WHAT IS REQUIRED: Restate the material word for word and leave out anything that is a picture.

[START PROVIDED DATA]

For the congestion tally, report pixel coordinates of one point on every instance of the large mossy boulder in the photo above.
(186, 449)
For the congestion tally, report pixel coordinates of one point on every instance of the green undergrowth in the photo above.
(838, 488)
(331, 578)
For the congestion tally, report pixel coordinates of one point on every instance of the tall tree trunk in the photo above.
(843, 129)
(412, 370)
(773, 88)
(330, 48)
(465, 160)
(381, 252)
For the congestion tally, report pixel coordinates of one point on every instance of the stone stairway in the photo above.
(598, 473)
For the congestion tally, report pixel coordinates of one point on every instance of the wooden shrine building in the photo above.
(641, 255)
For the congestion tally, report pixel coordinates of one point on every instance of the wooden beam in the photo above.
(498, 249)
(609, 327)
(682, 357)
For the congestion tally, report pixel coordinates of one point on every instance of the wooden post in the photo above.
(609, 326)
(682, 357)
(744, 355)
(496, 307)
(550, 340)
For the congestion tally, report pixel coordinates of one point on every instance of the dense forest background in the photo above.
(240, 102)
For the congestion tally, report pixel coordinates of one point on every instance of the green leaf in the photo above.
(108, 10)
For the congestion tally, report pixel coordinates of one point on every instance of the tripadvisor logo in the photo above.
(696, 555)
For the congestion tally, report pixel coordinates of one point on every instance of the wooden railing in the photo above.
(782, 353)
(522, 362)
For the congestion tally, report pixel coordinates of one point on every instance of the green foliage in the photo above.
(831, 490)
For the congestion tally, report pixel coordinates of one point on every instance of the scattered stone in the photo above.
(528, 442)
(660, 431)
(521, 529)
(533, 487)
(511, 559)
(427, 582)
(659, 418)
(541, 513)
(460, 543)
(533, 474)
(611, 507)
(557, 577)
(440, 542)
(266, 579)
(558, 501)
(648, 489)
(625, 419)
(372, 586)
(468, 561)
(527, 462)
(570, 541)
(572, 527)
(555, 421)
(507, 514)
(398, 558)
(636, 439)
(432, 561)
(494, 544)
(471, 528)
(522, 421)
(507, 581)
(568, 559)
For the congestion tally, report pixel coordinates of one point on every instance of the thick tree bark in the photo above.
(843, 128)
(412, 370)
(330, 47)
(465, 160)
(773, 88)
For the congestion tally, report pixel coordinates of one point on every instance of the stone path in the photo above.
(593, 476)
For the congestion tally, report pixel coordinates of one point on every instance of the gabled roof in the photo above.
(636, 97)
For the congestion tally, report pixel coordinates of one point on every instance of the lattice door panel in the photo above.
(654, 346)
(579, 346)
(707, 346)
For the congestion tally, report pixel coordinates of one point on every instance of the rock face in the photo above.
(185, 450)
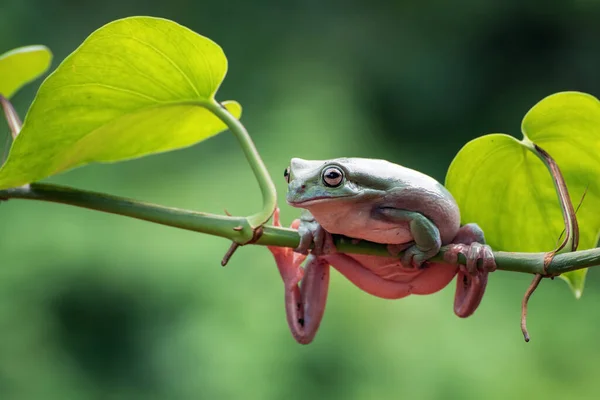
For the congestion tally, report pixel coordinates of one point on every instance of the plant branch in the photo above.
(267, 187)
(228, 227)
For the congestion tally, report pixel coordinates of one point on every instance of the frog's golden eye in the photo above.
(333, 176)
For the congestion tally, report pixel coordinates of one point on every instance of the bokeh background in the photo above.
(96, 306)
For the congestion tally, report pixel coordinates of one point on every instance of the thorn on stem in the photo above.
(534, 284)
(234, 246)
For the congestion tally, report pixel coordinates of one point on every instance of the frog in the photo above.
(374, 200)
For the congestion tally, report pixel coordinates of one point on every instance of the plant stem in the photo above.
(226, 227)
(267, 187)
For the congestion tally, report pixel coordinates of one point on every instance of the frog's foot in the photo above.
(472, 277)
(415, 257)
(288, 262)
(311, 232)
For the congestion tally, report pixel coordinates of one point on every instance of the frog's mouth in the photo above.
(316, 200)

[END PROVIDED DATA]

RESPONSE:
For the congestion tally, report pixel coordinates of one point on every instance of the large mossy boulder in the photo above.
(186, 449)
For the congestion tally, report pixel coordinates of one point on every instance of the green undergrowth in the photo above.
(838, 488)
(331, 578)
For the congestion tally, report pixel coordinates of one point on every instance of the tall tree trunk in the photo above.
(843, 129)
(412, 370)
(773, 88)
(330, 48)
(465, 160)
(381, 252)
For the congestion tally, report pixel coordinates of one point on every instance of the stone stairway in the photo above.
(598, 473)
For the congestion tally, report pixel coordinates of one point on every instance of the wooden shrine building in the photo above.
(641, 255)
For the congestion tally, report pixel coordinates of one point on every instance of the wooden beam in the photo above.
(498, 249)
(609, 327)
(682, 357)
For the congestion tally, report pixel coordinates of one point on every instance of the wooden post in the photo above.
(609, 326)
(682, 357)
(744, 355)
(496, 307)
(550, 340)
For the congestion tally, report pixel coordinates of one point on every instance of the dense forest background in the photo above.
(240, 102)
For the congestion tally, report pixel coordinates of one point on every instance of the green leaf in the photo above.
(108, 10)
For the congestion tally, report pixel coordinates of one point on every instance of the tripadvisor logo in the photo above.
(696, 555)
For the congestion tally, report pixel coordinates of one point on every instance of the wooden railing in the photo above.
(782, 353)
(522, 362)
For the congestion tally, report pixel coordinates of one point on every instance of the green foliage in the photo above.
(831, 490)
For the congestion tally, report pixel coordinates of one point on every instance of the scattered stone in the photo above.
(528, 442)
(660, 431)
(521, 529)
(533, 487)
(511, 559)
(427, 582)
(659, 418)
(541, 513)
(460, 543)
(533, 474)
(611, 507)
(557, 577)
(440, 542)
(266, 579)
(558, 501)
(648, 489)
(625, 419)
(372, 586)
(468, 561)
(527, 462)
(570, 541)
(572, 527)
(555, 421)
(507, 514)
(398, 558)
(636, 439)
(432, 561)
(494, 544)
(471, 528)
(522, 421)
(507, 581)
(568, 559)
For the congestion tally, report pixel coordinates of one point on every instance of the thick tree bark in the photo above.
(843, 128)
(412, 370)
(330, 47)
(465, 160)
(773, 88)
For the congestion tally, report pixel coordinates of one point on every instance of the stone path in the photo above.
(593, 476)
For the congestion tally, report pixel coordinates of one point on every instance of the gabled roof in the photo above.
(636, 97)
For the congestion tally, report pixel coordinates of one point on every instance of the lattice door panel in the photo above.
(654, 346)
(579, 346)
(707, 346)
For the congestion tally, report pixel coordinates of one point on every instance of the rock face in the photo above.
(185, 450)
For the congestion tally, report pixel coordinates of one point on every instance of the plant branch in the photo above.
(267, 187)
(228, 227)
For the congestion tally, report pixel coordinates of one point on every instance of the frog's golden eye in the photo above.
(333, 176)
For the congestion tally, report pixel coordinates of one point on every instance of the bokeh background in the photo above.
(96, 306)
For the congestion tally, report pixel coordinates of one point on every instance of the thorn on stem in the photo above.
(534, 284)
(234, 246)
For the congestion tally, report pixel coordinates of one point on every instance of the frog in the photo above.
(374, 200)
For the congestion tally, report pixel coordinates of one point on every instance of the plant stem in the photo above.
(226, 227)
(267, 187)
For the congestion tally, report pixel coordinates of one point on every instance of the frog's foot in the photo above.
(472, 277)
(415, 257)
(288, 262)
(311, 232)
For the congestion tally, report pixel coordinates of one point on every instance of the frog's mouth in the photo above.
(316, 200)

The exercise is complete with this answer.